BEGIN
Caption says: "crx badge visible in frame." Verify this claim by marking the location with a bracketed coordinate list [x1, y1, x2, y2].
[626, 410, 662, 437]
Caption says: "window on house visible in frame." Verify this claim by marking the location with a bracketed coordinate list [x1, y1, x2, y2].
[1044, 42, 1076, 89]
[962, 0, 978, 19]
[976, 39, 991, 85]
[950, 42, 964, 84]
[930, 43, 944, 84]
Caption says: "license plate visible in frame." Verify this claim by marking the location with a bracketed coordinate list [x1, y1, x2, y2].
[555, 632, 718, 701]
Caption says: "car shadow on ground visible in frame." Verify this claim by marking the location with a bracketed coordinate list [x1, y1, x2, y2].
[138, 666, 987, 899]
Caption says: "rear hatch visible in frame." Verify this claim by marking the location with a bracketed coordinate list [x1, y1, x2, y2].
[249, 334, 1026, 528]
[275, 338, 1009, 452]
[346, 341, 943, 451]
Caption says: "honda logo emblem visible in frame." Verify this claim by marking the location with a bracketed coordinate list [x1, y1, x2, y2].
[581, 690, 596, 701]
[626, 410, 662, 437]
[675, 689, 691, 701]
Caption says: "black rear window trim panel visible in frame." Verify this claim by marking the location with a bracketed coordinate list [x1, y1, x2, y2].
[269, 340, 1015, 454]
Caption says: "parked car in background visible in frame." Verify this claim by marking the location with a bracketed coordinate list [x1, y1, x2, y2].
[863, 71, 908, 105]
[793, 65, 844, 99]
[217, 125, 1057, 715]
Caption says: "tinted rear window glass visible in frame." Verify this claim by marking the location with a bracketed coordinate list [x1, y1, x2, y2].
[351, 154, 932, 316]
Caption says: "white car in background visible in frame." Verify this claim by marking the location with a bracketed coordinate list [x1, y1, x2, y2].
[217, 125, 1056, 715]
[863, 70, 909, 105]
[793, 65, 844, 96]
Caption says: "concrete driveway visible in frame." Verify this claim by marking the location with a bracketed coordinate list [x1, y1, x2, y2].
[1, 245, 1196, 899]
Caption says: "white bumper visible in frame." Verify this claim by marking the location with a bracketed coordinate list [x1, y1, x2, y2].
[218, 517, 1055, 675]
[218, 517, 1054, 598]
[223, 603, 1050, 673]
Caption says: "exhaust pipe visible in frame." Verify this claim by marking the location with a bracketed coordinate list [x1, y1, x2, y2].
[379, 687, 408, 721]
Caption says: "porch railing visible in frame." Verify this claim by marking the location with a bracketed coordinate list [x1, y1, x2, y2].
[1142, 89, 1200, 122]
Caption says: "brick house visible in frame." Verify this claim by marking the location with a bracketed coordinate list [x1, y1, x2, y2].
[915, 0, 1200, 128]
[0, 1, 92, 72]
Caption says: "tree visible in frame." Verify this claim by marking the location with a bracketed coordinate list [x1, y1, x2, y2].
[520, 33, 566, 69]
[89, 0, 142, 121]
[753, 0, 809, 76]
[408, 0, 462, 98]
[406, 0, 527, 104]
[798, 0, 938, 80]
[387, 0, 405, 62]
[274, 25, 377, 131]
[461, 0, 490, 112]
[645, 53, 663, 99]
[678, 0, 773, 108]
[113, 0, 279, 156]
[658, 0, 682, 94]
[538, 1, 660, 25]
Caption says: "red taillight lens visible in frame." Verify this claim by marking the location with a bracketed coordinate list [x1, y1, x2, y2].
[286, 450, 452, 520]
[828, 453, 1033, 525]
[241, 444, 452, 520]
END
Could you restate, word for word, every line from the one containing "driveway visible in" through the last line of the records above, and nothing more?

Caption says: "concrete driveway visible in frame." Verify this claim by marking the location with a bracketed coordinate list [x1, y1, x2, y2].
[1, 245, 1196, 899]
Caption says: "white bumper visible in frame." Verify this claim by marking the location with a bracketed coordinate list [x1, y1, x2, y2].
[218, 517, 1055, 675]
[218, 517, 1054, 598]
[223, 603, 1050, 673]
Caption says: "exhaust pipe visible in frame." Verify this claim by marking the location with a bracketed coordinate list [x1, y1, x2, y2].
[379, 687, 408, 721]
Caption says: "porch railing visible in frame." Verify this claim by marking the location with a bracketed coordinate list [x1, y1, x2, y2].
[1142, 89, 1200, 122]
Caption says: "brick house visible in frame." Verify this claim by marking the location with a bracketed coordinate list [x1, y1, x2, y2].
[915, 0, 1200, 128]
[0, 1, 92, 72]
Caption says: "tree visible in frame." Verify this claim by marking the location with a bracketed coordinate list [x1, y1, x2, y2].
[520, 33, 566, 69]
[89, 0, 142, 121]
[753, 0, 809, 76]
[408, 0, 462, 98]
[406, 0, 527, 104]
[798, 0, 938, 80]
[387, 0, 405, 62]
[274, 25, 377, 131]
[461, 0, 490, 112]
[645, 53, 663, 99]
[678, 0, 773, 108]
[113, 0, 279, 156]
[658, 0, 682, 94]
[538, 1, 660, 25]
Caption says: "red taillight lens visible in frame." Verify this claim by marking the location with a bracketed coordinate list [x1, y1, x2, y2].
[286, 450, 452, 520]
[828, 453, 1033, 525]
[241, 444, 452, 520]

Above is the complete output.